▶ _What the task requires_:
Extract the lines of the records from the one containing "Pick out the coffee" through the one containing "pixel 318 302", both included, and reproduce them word for word.

_ _ _ _ _

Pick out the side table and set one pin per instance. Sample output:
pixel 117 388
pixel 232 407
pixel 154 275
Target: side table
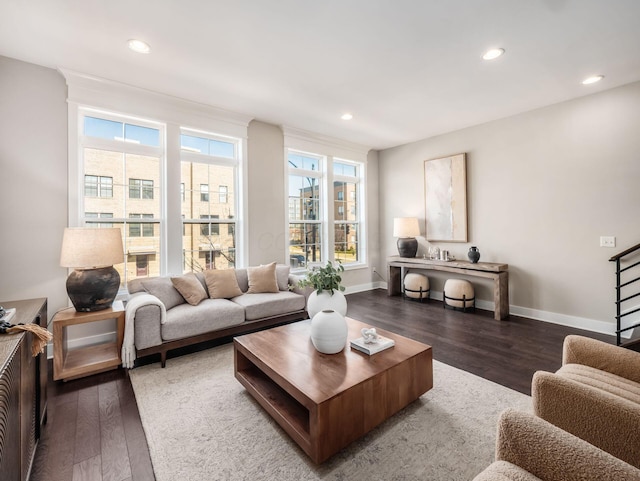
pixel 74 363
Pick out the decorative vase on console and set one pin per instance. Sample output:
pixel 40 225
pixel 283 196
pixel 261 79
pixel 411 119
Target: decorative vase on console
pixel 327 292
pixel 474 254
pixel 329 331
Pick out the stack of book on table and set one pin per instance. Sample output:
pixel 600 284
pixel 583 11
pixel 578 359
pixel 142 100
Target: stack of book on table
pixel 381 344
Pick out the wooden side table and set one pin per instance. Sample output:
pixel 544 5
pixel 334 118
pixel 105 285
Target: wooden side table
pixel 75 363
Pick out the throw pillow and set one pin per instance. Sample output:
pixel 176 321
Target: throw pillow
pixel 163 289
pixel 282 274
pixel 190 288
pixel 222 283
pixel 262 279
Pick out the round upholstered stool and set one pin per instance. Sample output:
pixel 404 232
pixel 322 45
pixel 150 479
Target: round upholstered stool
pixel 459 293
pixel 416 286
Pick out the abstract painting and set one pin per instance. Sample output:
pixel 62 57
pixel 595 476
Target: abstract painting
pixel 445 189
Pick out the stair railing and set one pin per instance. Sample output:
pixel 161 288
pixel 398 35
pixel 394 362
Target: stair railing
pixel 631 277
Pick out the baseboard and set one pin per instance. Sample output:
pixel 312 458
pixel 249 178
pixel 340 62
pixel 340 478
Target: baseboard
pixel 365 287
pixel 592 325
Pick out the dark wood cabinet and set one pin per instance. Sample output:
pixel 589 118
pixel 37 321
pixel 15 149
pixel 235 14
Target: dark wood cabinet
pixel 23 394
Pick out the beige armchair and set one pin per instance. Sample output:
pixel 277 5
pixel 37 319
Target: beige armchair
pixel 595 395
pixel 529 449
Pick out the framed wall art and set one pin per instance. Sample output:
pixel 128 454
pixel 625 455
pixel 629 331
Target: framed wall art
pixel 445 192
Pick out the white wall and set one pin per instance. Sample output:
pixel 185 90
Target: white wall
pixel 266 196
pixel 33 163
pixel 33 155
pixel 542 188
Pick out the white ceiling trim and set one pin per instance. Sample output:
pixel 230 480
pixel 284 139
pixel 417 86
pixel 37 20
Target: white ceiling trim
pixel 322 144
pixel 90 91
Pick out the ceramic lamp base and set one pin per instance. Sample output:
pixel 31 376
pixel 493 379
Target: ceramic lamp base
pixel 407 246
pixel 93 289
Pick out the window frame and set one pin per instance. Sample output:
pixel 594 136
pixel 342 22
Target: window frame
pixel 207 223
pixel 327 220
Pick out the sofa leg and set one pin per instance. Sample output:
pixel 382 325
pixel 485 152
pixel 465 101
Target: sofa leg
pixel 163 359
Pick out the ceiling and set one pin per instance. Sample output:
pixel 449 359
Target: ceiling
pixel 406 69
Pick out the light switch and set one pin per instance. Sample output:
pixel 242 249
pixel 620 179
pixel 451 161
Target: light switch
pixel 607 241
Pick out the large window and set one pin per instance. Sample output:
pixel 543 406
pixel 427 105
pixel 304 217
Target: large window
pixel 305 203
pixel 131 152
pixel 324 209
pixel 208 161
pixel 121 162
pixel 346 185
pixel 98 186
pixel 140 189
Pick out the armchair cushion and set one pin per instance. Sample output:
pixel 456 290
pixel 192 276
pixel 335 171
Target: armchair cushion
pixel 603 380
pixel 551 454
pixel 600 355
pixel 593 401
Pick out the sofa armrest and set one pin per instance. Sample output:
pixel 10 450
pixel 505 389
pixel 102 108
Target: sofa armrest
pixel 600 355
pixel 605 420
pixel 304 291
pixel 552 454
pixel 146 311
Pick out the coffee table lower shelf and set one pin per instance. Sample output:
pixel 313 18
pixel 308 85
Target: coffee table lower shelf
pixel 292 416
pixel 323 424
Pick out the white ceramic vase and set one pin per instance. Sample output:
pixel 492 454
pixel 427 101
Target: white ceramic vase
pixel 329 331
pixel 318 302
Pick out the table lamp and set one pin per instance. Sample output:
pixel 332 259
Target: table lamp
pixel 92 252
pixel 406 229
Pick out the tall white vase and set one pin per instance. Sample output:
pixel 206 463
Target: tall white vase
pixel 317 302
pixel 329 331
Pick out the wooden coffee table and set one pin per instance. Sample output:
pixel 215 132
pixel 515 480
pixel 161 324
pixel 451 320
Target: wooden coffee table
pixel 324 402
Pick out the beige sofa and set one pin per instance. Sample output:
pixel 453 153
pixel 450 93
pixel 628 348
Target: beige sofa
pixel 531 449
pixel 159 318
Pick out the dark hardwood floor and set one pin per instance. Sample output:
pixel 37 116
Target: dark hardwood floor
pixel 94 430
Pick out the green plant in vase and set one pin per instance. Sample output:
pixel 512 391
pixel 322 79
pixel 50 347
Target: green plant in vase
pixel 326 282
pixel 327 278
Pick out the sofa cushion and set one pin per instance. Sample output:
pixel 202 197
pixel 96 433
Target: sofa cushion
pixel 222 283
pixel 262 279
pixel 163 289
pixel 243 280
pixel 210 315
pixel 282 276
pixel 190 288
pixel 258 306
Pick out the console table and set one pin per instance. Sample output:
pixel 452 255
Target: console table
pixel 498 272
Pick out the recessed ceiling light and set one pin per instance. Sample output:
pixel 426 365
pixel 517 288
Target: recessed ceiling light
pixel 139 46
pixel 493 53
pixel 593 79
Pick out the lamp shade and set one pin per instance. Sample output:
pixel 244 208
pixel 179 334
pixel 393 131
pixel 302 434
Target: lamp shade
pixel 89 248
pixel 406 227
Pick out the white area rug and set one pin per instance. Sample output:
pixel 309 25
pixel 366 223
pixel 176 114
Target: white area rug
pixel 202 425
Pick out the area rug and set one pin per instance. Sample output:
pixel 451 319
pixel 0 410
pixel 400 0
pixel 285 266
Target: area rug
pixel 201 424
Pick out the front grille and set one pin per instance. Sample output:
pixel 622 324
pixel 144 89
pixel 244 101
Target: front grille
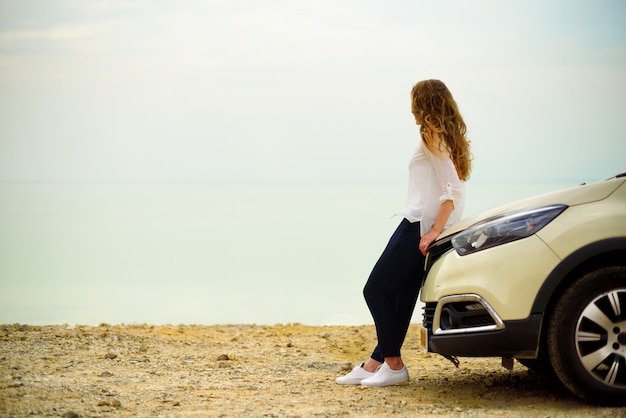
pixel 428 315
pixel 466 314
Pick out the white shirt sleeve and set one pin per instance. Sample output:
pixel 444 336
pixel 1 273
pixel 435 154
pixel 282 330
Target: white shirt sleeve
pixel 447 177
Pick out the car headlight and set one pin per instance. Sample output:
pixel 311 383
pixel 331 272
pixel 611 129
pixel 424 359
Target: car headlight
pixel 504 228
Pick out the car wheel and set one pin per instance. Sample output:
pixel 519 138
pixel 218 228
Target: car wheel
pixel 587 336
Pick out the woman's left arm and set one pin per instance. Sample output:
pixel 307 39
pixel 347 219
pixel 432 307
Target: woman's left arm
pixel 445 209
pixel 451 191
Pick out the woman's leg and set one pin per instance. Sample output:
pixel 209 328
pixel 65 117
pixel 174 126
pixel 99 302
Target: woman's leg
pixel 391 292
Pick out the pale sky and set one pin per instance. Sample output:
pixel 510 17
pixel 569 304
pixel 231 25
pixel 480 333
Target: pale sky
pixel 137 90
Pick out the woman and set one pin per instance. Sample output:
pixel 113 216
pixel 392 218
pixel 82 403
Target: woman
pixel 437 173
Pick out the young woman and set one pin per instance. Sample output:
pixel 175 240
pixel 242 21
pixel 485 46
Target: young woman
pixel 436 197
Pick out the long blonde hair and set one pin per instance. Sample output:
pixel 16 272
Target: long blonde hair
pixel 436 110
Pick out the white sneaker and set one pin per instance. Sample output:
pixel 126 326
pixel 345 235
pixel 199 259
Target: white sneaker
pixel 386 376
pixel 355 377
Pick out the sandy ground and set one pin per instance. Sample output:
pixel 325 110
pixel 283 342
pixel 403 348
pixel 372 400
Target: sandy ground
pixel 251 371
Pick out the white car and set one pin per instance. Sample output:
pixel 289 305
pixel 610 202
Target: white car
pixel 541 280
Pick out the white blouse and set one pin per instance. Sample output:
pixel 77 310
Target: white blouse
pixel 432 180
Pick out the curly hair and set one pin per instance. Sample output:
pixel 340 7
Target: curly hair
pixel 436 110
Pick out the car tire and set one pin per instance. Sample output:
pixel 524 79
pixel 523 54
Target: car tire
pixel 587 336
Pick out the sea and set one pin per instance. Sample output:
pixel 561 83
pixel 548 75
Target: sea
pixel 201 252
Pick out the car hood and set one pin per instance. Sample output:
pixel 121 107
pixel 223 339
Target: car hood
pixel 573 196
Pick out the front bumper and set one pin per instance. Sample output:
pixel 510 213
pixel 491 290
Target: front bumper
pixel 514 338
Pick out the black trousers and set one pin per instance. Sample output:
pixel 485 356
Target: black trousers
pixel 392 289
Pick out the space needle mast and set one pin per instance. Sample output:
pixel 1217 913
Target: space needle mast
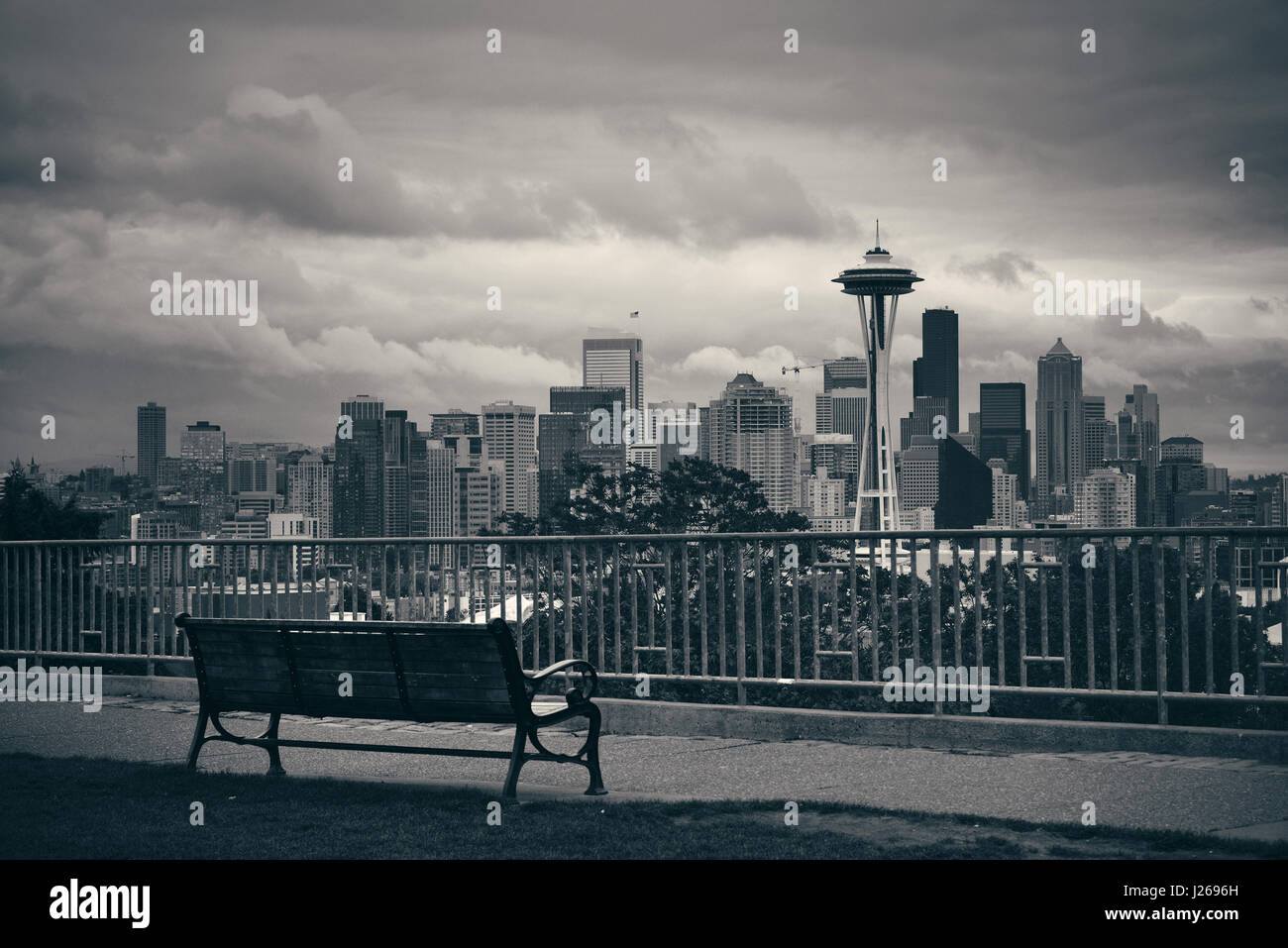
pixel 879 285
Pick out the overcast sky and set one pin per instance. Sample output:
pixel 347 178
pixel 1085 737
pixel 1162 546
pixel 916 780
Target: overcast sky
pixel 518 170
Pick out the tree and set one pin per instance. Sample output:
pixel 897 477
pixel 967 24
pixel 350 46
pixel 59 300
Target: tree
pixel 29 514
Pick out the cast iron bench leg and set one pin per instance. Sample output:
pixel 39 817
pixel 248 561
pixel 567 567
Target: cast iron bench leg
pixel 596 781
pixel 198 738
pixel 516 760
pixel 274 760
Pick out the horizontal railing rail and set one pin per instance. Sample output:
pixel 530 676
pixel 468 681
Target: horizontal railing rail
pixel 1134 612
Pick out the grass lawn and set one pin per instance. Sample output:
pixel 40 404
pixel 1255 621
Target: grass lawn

_ _ _ _ _

▶ _Output for this exercise_:
Pick out the coffee table lower shelf and set one pin per instance. Sample output:
pixel 313 18
pixel 308 85
Target: coffee table lower shelf
pixel 292 416
pixel 323 424
Pick out the white ceramic vase and set one pin per instance. Sample output:
pixel 492 454
pixel 427 101
Target: white ceramic vase
pixel 329 331
pixel 318 302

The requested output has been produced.